** Opening Source material block **

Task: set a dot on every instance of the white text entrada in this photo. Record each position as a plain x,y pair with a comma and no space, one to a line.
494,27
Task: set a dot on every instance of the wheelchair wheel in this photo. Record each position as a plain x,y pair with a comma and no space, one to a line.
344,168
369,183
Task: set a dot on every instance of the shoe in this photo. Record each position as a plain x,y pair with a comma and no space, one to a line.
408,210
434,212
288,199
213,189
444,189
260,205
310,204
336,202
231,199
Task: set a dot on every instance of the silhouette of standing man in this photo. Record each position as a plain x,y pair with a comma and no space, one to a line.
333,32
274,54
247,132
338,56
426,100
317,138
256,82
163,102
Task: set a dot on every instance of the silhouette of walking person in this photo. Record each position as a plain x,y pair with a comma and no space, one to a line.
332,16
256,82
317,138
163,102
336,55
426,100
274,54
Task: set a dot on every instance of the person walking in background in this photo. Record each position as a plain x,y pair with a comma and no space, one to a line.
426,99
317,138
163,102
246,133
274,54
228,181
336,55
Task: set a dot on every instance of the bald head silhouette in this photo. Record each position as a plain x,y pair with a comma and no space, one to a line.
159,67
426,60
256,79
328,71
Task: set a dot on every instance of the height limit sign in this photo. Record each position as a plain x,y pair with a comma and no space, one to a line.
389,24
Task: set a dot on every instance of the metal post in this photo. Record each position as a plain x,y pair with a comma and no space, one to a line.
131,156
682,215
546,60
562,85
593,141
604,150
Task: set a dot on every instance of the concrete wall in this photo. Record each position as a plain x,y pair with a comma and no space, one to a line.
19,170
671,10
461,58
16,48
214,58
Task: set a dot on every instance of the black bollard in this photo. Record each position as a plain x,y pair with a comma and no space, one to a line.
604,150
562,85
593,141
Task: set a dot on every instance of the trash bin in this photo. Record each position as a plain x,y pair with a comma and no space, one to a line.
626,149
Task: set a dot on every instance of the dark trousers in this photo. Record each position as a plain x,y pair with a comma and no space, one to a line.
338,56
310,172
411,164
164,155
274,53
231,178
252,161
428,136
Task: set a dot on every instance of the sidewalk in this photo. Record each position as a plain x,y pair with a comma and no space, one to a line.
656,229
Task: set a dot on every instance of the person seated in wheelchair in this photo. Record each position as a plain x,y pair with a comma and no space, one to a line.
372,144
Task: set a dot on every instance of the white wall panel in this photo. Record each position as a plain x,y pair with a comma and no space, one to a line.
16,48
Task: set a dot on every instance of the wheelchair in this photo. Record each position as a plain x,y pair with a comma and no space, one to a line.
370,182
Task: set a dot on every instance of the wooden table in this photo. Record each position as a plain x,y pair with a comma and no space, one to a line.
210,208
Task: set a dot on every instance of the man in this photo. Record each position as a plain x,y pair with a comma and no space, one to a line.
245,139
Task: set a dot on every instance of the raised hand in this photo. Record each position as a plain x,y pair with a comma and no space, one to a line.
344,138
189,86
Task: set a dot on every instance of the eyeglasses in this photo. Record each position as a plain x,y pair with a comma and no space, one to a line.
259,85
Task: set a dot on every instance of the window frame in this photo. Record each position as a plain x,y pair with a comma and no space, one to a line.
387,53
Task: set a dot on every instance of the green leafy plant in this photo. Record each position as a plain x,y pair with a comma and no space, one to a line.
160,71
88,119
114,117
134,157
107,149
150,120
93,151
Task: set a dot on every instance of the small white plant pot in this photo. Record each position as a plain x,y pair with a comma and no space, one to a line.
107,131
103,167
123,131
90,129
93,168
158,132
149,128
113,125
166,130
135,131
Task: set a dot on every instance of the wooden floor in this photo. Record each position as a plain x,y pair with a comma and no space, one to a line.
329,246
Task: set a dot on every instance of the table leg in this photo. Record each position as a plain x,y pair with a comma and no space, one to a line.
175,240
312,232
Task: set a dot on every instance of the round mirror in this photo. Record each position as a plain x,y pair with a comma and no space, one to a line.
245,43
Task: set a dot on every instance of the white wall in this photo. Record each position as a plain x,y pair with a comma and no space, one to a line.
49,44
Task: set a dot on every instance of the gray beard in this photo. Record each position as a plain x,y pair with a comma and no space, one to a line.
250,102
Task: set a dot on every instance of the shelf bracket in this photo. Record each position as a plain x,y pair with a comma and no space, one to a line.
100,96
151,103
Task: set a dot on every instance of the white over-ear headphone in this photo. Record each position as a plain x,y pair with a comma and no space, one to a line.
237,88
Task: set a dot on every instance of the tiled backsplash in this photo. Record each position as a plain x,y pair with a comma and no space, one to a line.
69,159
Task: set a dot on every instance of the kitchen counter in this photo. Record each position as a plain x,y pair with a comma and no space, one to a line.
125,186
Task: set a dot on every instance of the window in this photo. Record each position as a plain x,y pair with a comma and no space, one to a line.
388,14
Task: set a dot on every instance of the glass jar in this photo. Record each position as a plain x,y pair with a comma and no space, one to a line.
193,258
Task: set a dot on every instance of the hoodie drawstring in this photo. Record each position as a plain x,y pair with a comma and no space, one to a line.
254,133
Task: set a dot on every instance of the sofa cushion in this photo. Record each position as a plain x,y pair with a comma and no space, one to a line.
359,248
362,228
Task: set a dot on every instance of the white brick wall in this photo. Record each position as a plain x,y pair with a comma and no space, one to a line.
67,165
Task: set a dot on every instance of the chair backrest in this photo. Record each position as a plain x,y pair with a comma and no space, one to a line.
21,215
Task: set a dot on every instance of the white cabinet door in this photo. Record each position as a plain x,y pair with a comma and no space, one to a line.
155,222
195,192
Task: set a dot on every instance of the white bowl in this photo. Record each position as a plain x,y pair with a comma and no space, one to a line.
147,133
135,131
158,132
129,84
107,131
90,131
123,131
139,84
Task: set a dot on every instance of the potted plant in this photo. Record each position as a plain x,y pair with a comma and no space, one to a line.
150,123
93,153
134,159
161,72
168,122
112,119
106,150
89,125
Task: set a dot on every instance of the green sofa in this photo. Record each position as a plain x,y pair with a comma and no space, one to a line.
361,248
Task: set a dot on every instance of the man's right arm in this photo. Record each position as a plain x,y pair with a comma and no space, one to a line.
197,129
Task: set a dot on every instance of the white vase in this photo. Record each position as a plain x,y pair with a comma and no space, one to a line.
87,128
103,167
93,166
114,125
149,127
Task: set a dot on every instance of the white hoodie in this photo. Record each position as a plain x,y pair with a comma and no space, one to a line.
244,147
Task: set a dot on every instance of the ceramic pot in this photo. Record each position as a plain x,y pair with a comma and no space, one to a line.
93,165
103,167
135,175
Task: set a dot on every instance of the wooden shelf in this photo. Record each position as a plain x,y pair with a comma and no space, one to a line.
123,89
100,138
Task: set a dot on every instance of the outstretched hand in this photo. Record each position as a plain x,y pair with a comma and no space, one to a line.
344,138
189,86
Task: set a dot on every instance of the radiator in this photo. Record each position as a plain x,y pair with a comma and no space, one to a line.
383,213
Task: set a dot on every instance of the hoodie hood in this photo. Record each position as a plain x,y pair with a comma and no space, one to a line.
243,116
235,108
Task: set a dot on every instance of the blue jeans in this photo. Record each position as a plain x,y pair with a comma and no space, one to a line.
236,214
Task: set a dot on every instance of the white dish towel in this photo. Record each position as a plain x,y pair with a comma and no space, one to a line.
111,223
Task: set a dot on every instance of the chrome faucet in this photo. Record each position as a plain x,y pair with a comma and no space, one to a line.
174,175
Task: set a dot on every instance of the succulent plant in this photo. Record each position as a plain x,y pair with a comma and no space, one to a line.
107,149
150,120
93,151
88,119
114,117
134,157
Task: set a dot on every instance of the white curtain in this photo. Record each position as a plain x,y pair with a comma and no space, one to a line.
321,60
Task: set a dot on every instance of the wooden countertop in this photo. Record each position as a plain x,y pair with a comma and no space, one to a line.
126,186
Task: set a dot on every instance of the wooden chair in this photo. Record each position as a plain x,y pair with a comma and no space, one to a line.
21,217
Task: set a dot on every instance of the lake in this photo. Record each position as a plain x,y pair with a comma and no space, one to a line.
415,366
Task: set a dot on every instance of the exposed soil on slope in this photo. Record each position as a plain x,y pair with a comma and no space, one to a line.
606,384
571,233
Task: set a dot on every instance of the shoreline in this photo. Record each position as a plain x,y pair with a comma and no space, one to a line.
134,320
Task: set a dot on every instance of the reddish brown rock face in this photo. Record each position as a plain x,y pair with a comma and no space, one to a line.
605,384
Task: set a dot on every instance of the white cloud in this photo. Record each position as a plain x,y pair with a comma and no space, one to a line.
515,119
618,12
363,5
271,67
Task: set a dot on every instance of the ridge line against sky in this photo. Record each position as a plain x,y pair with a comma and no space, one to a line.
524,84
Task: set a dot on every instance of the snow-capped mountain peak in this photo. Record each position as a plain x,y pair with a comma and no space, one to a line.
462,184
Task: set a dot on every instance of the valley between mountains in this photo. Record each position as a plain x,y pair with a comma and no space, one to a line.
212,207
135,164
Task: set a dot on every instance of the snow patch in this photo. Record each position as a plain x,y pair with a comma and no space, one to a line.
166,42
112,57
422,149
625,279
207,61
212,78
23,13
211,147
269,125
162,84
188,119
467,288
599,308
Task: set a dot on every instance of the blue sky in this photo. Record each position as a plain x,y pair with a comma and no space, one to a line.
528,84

** Closing Source material block **

== Task details ==
Return, word for word, each line from the line that contains "Task: set a dot on every instance of the snow patch" to the end of the listing above; include both end lines and nothing else.

== Output of the exercise ==
Task: set a dot on every instance of the snow patch in this photo. Record each position as a plain x,y pair with a comma and no space, one to a line.
166,42
112,57
422,149
625,279
207,61
212,78
23,13
211,147
269,125
162,84
188,119
467,288
599,308
Task: set a dot on every instance of the blue sky in this photo. Record each position as a plain x,y pair with a comma and no space, one to a line.
528,84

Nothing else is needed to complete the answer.